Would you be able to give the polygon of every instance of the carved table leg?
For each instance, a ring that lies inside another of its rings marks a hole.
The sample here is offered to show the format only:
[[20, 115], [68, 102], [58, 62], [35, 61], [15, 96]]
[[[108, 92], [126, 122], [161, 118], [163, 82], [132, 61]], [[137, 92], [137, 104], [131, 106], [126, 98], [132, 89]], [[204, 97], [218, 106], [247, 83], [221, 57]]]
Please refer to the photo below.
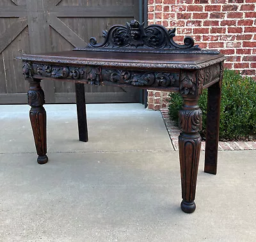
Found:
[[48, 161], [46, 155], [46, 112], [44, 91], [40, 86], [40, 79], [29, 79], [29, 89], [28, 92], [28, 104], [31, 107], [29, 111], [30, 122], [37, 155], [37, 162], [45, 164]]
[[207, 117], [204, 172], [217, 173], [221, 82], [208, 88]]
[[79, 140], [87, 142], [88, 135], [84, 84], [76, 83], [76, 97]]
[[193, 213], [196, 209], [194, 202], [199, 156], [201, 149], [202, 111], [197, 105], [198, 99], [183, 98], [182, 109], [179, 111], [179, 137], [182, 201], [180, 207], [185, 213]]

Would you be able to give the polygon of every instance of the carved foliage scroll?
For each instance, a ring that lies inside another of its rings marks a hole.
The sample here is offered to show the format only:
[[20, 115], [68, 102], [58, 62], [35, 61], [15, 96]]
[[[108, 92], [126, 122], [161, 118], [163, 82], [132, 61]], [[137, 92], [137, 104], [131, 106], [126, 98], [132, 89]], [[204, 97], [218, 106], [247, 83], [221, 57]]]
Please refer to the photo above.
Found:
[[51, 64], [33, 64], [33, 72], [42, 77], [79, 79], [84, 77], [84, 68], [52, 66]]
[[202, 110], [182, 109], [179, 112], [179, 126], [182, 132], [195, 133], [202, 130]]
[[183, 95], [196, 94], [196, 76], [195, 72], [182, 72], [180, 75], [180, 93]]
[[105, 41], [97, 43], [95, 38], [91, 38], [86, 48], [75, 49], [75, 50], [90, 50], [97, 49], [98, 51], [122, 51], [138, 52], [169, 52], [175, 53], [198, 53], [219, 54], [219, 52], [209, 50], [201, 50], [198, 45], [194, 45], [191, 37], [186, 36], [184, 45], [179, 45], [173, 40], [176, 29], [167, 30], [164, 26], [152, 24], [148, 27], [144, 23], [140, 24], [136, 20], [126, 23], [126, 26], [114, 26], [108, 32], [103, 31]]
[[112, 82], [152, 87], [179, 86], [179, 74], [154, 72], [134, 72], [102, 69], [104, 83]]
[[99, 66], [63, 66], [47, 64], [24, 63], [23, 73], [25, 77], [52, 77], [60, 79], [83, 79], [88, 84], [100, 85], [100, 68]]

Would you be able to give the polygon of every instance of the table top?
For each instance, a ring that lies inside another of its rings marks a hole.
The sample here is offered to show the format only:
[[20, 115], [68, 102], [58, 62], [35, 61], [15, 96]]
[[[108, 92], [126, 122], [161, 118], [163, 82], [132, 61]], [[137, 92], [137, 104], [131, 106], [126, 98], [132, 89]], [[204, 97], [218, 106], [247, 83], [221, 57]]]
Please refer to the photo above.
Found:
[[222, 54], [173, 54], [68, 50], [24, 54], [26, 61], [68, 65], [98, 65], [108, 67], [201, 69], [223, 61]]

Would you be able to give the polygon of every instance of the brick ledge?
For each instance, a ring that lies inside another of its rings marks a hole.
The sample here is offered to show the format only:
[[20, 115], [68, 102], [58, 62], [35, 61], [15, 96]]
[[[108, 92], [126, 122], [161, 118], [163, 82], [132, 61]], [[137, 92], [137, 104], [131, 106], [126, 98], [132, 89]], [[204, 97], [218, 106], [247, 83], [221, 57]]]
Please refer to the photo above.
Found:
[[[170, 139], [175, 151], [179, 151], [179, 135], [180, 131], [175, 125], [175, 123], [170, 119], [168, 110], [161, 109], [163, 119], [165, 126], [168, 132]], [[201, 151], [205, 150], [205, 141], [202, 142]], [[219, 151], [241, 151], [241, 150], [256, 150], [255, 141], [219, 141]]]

**REQUEST:** Could you copy the records word for word, beginning at the line that contains "carved foliage scroll?" and stopping after the line that contains "85], [100, 68]]"?

**WRITTEN RESPONSE:**
Would you be able to give the polygon of every instance of the carved foliage scroll?
For each instance, a ring that lies inside another of its rings marks a hole.
The sample here is offered to show the format only:
[[20, 115], [68, 102], [58, 62], [35, 61], [15, 96]]
[[[108, 92], [126, 122], [161, 118], [163, 82], [132, 61]], [[137, 92], [137, 104], [131, 106], [126, 98], [132, 89]], [[204, 97], [218, 106], [247, 83], [221, 57]]]
Please refer to the photo above.
Found:
[[51, 64], [33, 64], [33, 72], [42, 77], [79, 79], [84, 77], [84, 68], [52, 66]]
[[202, 110], [182, 109], [179, 112], [179, 126], [182, 132], [195, 133], [202, 130]]
[[183, 95], [196, 94], [196, 76], [195, 72], [182, 72], [180, 75], [180, 93]]
[[105, 41], [97, 43], [95, 38], [91, 38], [86, 48], [75, 49], [75, 50], [90, 50], [97, 49], [98, 51], [122, 51], [138, 52], [169, 52], [175, 53], [198, 53], [219, 54], [219, 52], [209, 50], [201, 50], [198, 45], [194, 45], [191, 37], [186, 36], [184, 45], [179, 45], [173, 40], [176, 29], [167, 30], [164, 26], [152, 24], [148, 27], [144, 23], [140, 24], [136, 20], [126, 23], [126, 26], [114, 26], [108, 32], [103, 31]]
[[112, 82], [152, 87], [179, 86], [179, 74], [154, 72], [134, 72], [102, 69], [104, 83]]
[[99, 66], [63, 66], [47, 64], [24, 63], [23, 73], [25, 77], [52, 77], [60, 79], [83, 79], [88, 84], [100, 85], [100, 68]]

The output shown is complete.